● **What the task requires**
Please reproduce, exactly and with nothing added, the line containing "Query: baby hippo's back" and every line after it to the end of the records.

● **Materials provided**
══════════

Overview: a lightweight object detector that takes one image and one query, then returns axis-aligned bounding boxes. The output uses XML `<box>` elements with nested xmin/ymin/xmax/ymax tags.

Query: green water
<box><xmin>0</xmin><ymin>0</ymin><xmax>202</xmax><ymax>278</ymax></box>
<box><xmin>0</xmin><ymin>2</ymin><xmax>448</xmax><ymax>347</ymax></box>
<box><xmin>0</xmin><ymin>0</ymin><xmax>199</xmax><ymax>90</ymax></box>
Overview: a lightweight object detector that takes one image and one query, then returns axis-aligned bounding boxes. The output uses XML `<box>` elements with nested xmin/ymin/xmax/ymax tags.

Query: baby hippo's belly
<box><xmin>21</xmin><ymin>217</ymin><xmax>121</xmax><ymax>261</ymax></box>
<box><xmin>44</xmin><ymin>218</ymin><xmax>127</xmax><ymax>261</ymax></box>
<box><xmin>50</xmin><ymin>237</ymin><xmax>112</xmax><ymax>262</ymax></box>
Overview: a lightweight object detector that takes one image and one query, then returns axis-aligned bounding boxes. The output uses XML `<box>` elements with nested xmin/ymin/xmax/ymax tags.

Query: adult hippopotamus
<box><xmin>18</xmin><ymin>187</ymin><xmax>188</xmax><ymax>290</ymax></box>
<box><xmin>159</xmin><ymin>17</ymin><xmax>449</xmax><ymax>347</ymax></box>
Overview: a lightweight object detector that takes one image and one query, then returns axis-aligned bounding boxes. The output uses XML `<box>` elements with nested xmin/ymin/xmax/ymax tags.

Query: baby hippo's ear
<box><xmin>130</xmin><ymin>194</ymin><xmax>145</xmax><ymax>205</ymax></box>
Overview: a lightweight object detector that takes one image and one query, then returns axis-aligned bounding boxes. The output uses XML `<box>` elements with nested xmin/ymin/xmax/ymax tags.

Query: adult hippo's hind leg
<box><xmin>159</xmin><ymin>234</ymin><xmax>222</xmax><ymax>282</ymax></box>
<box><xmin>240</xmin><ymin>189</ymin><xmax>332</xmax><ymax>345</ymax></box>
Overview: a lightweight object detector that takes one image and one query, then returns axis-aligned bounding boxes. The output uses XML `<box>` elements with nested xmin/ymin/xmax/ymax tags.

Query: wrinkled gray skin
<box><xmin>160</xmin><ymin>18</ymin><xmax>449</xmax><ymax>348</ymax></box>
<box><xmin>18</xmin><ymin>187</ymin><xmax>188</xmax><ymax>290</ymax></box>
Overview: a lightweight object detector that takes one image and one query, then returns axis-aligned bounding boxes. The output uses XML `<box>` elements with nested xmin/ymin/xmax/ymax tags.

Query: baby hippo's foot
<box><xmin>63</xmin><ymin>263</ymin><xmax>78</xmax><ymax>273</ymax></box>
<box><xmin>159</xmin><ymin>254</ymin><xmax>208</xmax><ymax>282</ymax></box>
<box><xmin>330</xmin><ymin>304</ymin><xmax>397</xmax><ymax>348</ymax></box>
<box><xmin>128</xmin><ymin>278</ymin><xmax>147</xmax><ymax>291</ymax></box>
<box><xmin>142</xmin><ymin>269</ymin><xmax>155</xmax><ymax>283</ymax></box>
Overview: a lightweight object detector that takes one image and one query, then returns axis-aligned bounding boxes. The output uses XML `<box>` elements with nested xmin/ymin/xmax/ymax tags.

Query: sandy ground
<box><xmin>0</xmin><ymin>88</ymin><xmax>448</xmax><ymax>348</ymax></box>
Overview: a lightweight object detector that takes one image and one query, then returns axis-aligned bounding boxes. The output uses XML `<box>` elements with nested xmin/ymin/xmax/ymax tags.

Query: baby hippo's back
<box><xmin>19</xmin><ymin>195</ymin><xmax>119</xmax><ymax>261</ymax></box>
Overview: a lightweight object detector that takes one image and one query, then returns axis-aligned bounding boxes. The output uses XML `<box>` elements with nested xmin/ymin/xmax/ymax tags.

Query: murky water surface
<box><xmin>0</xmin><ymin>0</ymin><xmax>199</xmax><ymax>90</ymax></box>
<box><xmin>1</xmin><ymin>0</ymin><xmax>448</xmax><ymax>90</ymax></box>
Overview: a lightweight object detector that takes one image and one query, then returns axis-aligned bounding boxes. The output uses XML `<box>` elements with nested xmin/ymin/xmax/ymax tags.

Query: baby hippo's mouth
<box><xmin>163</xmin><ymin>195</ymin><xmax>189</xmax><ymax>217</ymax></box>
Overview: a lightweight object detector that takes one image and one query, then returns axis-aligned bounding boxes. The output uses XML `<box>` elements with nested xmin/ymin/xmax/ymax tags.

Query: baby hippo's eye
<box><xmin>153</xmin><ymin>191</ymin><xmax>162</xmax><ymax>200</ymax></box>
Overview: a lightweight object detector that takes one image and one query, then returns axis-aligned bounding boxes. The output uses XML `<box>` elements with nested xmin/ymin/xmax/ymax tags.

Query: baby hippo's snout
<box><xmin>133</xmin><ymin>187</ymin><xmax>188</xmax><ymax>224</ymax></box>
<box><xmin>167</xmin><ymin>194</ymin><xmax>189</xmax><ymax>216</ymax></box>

══════════

● **Written answer**
Query: baby hippo's back
<box><xmin>19</xmin><ymin>195</ymin><xmax>119</xmax><ymax>261</ymax></box>
Overview: a lightweight object detector that takes one image and one query, then returns axis-aligned bounding boxes. The output uses XML `<box>` elements with nested xmin/ymin/xmax/ymax tags.

Query: murky water surface
<box><xmin>0</xmin><ymin>0</ymin><xmax>199</xmax><ymax>90</ymax></box>
<box><xmin>1</xmin><ymin>0</ymin><xmax>448</xmax><ymax>90</ymax></box>
Overview: a lightweight object detector that takes one image and one query, then returns axis-aligned bounding boxes. The output uses XML `<box>` elements with nested xmin/ymin/xmax/ymax tags.

Query: baby hippo's mouth
<box><xmin>163</xmin><ymin>195</ymin><xmax>189</xmax><ymax>217</ymax></box>
Overview: a lightweight object detector that takes one image and one query, then returns axis-aligned bounding boxes. The output uses XML `<box>` elements with nested xmin/ymin/xmax/ymax tags.

Query: baby hippo's eye
<box><xmin>153</xmin><ymin>191</ymin><xmax>162</xmax><ymax>200</ymax></box>
Overview: a lightweight object detector that takes one image and one query, then returns axis-aligned bounding boxes. The output uses XML `<box>` elements with nested xmin/ymin/xmax/ymax tags.

Query: baby hippo's snout
<box><xmin>133</xmin><ymin>187</ymin><xmax>188</xmax><ymax>224</ymax></box>
<box><xmin>167</xmin><ymin>194</ymin><xmax>189</xmax><ymax>216</ymax></box>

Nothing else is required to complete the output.